# Data for this exercise
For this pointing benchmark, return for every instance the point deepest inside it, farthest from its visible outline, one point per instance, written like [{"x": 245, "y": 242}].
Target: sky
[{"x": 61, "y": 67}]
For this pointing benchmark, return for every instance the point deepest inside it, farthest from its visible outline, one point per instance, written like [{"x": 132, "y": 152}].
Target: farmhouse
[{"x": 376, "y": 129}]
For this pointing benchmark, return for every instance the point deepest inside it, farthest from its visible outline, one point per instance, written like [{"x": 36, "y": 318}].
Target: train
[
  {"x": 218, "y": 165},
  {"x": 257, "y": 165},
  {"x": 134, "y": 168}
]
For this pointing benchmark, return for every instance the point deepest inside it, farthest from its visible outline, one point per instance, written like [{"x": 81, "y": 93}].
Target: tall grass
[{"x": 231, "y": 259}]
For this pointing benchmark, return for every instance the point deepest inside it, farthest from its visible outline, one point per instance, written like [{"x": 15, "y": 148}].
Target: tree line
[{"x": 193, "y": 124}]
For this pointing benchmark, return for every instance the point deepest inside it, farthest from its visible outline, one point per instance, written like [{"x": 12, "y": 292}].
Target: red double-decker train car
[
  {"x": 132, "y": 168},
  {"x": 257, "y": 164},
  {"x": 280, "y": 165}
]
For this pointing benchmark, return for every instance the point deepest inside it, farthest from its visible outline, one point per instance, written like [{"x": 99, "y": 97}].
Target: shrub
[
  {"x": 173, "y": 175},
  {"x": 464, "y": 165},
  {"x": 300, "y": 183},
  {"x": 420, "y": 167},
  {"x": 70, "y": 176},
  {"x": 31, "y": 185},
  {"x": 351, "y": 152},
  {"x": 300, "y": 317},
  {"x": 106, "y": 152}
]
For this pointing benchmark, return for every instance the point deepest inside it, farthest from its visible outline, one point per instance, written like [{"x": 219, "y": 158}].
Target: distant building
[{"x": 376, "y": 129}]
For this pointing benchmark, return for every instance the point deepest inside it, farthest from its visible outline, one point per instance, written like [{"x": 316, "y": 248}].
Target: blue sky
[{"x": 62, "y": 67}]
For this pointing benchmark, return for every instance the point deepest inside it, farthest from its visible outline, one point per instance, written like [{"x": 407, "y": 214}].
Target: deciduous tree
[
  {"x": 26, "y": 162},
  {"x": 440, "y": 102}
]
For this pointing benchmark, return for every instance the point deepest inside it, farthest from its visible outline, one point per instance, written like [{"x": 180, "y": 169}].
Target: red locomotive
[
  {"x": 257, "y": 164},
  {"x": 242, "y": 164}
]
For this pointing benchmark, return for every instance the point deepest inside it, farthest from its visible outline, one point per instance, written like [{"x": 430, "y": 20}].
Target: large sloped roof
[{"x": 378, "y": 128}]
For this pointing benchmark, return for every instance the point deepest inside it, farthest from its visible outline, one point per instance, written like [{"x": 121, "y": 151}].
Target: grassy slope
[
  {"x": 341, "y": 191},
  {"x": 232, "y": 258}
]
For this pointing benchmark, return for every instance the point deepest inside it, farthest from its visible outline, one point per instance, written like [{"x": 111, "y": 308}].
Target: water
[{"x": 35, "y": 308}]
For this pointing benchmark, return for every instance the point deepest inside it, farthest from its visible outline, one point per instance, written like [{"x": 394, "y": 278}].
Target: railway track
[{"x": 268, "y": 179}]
...
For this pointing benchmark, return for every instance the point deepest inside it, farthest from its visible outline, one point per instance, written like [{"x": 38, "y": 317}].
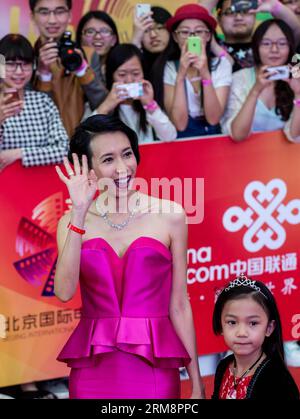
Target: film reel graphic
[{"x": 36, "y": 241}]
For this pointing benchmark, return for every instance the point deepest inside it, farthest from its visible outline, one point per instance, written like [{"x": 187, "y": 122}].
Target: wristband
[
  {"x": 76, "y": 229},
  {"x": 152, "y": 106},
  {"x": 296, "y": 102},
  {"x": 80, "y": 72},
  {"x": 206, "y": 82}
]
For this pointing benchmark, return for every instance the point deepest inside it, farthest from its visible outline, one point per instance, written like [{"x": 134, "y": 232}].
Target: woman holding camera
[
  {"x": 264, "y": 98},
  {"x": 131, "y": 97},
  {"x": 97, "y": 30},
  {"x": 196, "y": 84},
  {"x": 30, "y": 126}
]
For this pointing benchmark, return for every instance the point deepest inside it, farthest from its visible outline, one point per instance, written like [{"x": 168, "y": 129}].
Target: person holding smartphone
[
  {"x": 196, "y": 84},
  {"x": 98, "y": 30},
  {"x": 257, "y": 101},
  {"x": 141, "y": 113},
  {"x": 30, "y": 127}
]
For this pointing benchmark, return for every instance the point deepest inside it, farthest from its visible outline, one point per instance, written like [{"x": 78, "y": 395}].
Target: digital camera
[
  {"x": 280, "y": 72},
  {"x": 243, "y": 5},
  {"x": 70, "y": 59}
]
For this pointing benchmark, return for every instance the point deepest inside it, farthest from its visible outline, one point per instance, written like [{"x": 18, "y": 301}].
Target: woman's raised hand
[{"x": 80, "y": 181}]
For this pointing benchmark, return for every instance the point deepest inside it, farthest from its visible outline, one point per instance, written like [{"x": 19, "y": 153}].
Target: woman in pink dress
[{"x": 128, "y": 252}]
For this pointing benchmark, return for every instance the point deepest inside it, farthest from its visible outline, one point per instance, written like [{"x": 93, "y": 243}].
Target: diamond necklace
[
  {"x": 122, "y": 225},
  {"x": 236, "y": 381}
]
--
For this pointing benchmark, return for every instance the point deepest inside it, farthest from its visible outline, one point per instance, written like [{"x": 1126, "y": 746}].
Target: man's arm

# Written request
Pick out each line of the data above that contains the string "woman", matching case exactly.

# Exercise answer
Target: woman holding camera
Target: woman's raised hand
Target: woman in pink dress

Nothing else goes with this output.